YOUR TASKS:
A: From the passage on Monitor's investigation of the hospitals Trust, print the part that opens with the words "Monitor’s press release" and closes with "a £3million surplus.", copying it exactly.
B: According to the passage on Monitor's investigation of the hospitals Trust, what deficit could the Trust face by the end of the financial year?

SELECTED TEXT:
That plan is now coming to fruition.

The endgame is for Monitor to call in its special administrators to decide which basic services the hospitals Trust must continue to provide, and which can be transferred elsewhere.

Monitor’s press release says that the Trust’s latest financial projections show that by the end of the financial year it could face a deficit of around £4m, when it originally planned for a £3million surplus.

Paul Chandler, Regional Director at Monitor, said:

“This investigation will scrutinise the trust’s finances and examine ways to effectively address these problems on behalf of local patients.

“We will also look into whether the trust’s leadership could have prevented the recent deterioration in its finances.”

The Monitor press release also says:

“The trust has been working with its commissioners and other local partners to make it sustainable in the long term. Monitor believes that this work should continue, but at greater pace.”

EXTRACTED RECORDS:
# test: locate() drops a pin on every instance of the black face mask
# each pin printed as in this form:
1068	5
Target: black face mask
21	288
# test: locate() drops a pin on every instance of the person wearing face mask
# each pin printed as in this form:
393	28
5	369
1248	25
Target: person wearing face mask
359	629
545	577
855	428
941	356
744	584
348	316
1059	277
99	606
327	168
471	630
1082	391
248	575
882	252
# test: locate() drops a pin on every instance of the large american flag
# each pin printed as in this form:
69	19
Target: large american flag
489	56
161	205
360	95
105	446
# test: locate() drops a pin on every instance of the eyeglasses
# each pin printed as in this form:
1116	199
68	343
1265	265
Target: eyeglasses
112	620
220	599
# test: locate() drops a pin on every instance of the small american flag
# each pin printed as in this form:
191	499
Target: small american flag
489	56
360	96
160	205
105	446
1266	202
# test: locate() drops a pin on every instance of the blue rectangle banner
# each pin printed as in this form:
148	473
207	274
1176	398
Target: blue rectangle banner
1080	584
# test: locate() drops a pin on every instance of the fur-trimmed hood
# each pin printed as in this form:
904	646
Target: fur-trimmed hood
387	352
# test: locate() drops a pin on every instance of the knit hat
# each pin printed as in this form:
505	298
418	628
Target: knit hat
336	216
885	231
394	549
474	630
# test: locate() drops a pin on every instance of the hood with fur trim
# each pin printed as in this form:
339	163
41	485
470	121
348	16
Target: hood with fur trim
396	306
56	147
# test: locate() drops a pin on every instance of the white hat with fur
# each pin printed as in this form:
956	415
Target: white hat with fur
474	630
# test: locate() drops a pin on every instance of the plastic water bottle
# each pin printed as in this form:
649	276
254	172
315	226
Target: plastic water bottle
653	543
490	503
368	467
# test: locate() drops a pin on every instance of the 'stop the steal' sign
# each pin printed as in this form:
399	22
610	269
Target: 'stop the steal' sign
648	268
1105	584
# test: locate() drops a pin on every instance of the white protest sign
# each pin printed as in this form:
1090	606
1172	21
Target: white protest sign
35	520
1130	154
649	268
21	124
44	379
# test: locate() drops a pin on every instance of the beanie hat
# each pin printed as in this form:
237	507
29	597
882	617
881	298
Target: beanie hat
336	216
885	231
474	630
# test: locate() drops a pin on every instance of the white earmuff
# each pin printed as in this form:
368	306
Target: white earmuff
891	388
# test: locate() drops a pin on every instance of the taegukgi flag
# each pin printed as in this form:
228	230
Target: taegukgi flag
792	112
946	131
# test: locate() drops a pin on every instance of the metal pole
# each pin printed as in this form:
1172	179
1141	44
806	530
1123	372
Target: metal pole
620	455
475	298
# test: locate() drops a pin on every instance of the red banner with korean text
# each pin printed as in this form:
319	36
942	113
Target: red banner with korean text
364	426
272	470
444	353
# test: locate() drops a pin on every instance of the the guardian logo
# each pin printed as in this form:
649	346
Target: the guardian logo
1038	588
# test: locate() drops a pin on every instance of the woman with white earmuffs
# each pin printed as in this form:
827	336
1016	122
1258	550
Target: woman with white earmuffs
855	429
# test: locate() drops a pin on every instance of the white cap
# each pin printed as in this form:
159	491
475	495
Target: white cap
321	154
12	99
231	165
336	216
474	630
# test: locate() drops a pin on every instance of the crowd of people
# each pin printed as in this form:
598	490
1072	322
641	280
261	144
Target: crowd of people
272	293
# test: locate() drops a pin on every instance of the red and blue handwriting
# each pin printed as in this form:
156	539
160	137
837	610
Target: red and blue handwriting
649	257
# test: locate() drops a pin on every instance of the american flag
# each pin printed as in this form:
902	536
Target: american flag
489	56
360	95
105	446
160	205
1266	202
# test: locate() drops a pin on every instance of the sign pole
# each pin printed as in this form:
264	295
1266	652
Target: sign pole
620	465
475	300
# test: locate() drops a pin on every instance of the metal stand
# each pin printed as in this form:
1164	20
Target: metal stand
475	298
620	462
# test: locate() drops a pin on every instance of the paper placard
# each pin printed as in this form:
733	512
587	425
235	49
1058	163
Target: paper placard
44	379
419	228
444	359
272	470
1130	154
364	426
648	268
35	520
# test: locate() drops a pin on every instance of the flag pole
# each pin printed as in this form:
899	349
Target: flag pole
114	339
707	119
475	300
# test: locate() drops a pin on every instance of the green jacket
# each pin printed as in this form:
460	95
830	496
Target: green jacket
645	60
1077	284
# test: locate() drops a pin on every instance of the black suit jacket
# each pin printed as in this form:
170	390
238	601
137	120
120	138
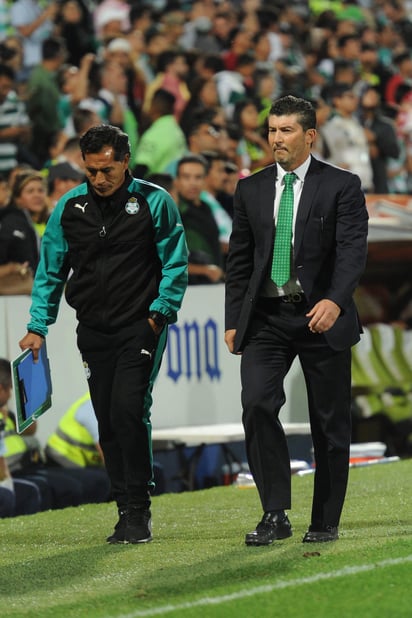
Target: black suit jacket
330	246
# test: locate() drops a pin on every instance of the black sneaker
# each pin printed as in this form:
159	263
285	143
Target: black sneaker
119	529
138	526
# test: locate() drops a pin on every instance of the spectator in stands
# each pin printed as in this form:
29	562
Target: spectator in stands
203	97
344	136
291	64
240	43
75	447
29	194
233	86
15	127
74	25
34	24
172	23
120	51
18	239
381	136
155	44
71	151
74	87
111	19
402	77
257	152
207	132
172	71
214	187
202	232
43	98
83	119
61	178
163	141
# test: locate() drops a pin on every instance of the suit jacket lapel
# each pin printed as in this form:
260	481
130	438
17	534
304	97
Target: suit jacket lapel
310	187
266	199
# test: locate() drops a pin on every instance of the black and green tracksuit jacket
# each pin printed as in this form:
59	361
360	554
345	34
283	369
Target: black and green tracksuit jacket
117	258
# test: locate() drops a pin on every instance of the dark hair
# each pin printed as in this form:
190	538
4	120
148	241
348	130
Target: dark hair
213	62
22	179
6	71
164	101
5	373
162	179
192	158
166	58
52	48
239	107
94	140
288	105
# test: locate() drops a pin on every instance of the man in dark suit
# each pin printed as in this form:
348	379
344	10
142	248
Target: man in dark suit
308	313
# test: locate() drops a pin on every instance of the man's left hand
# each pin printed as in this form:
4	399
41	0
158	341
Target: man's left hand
323	316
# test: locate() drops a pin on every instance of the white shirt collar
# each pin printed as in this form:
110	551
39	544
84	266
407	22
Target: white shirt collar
300	171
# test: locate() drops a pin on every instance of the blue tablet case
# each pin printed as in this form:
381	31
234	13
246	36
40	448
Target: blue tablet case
32	387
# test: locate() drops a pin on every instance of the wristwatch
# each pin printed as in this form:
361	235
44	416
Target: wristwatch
158	318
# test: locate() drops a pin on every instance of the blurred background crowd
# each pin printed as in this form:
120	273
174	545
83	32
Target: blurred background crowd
191	83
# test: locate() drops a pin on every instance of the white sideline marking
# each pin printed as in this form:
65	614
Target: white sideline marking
234	596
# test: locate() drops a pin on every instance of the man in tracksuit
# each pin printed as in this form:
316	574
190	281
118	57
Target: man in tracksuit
118	245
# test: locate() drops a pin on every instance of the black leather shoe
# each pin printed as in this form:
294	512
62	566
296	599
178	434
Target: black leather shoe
321	535
117	535
273	527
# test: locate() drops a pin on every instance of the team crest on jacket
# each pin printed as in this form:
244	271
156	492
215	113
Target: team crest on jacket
87	370
132	207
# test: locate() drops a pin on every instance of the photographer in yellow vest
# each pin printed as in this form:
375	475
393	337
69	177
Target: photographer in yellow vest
75	447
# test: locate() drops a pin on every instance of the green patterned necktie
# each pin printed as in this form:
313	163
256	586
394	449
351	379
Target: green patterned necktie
283	234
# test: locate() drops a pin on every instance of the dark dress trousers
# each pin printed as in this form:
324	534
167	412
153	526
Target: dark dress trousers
329	256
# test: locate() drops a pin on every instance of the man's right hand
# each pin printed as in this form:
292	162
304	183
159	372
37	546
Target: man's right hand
230	339
32	342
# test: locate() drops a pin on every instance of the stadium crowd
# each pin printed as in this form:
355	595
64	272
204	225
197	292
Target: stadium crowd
191	84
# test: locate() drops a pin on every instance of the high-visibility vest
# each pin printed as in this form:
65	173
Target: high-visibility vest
72	445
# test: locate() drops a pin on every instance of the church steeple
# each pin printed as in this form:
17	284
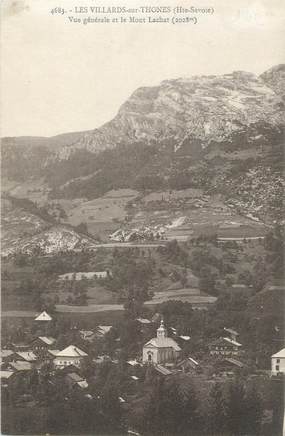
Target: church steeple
161	331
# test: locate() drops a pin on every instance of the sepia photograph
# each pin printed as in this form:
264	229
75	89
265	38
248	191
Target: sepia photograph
142	218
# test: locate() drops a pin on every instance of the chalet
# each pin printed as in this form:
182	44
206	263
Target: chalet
43	317
278	363
74	381
103	330
143	321
161	349
233	334
228	364
41	344
20	366
84	275
24	356
6	355
188	365
224	347
6	377
162	371
87	335
71	355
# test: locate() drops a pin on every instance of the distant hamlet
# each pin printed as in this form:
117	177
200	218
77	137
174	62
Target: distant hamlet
143	264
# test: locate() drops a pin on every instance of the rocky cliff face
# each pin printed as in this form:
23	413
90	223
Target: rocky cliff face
208	132
208	108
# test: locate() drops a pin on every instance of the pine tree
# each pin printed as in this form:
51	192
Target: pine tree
217	413
253	406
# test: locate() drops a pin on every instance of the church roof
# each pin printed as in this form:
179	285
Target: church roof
163	342
48	340
71	351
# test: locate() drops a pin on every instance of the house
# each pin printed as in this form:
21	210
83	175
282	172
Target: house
228	364
43	317
74	380
161	370
20	366
71	355
41	344
278	362
84	275
161	349
233	334
6	355
224	347
103	329
143	321
6	377
188	365
24	356
87	335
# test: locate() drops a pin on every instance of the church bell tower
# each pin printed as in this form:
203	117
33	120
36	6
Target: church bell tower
161	331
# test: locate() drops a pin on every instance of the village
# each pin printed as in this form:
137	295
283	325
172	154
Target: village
39	368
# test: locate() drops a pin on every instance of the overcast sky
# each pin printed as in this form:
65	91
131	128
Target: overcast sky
60	77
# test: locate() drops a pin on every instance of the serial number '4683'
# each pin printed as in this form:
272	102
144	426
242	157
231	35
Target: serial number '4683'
58	10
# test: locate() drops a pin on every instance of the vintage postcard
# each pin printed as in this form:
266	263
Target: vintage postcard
142	221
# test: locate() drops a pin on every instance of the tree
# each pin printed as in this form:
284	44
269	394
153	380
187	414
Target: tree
253	415
217	412
235	408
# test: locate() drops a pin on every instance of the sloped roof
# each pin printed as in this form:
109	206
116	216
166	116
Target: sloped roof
143	320
6	353
44	316
28	356
234	362
237	344
6	374
75	377
162	370
54	352
231	331
71	351
104	329
21	366
280	353
83	384
163	342
47	339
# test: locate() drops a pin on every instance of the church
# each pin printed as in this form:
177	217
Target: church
161	349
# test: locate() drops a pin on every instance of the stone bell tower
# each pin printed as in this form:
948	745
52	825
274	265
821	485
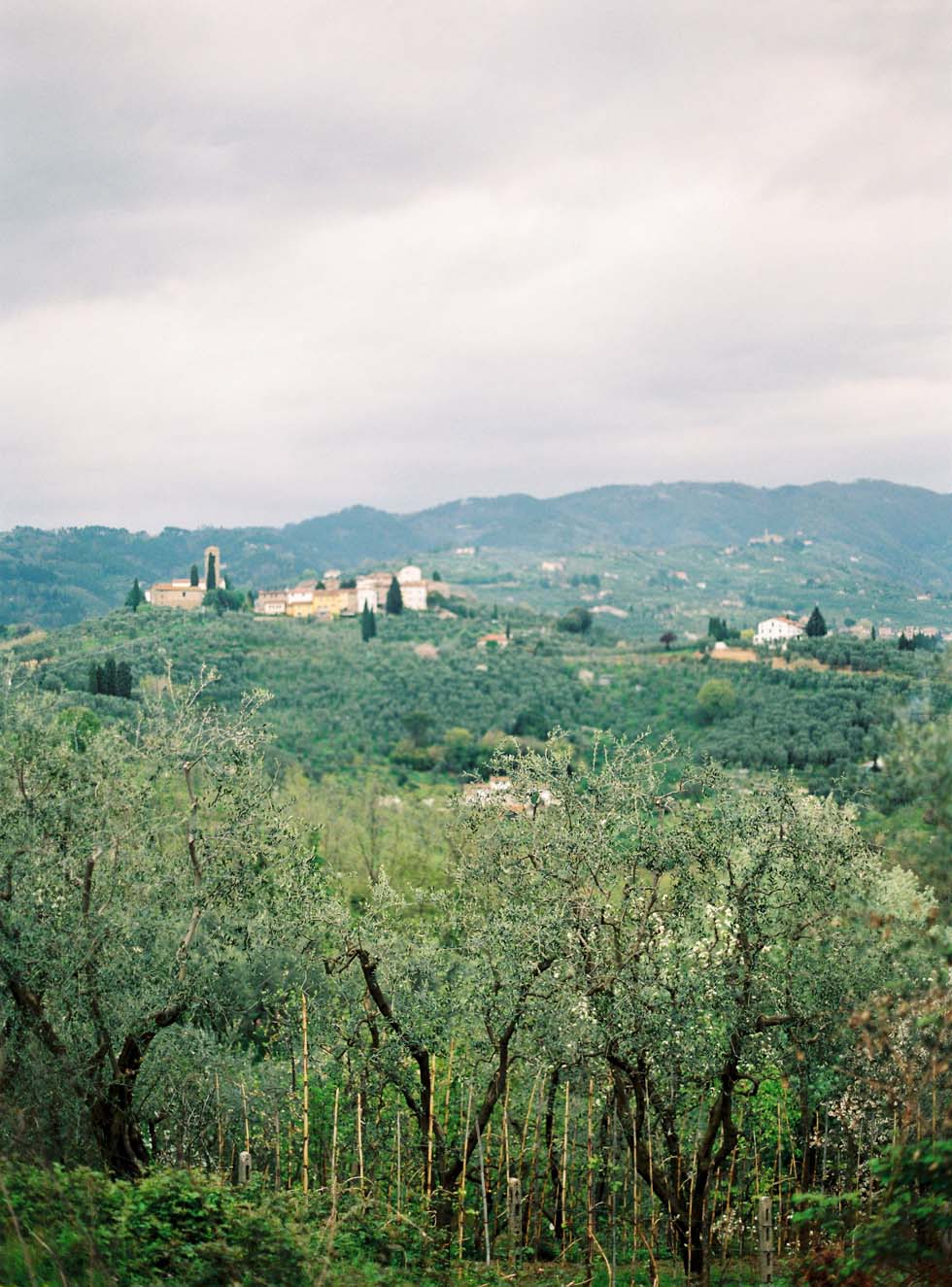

TASK RESULTS:
A:
Monitor’s press release says that the Trust’s latest financial projections show that by the end of the financial year it could face a deficit of around £4m, when it originally planned for a £3million surplus.

B: Around £4m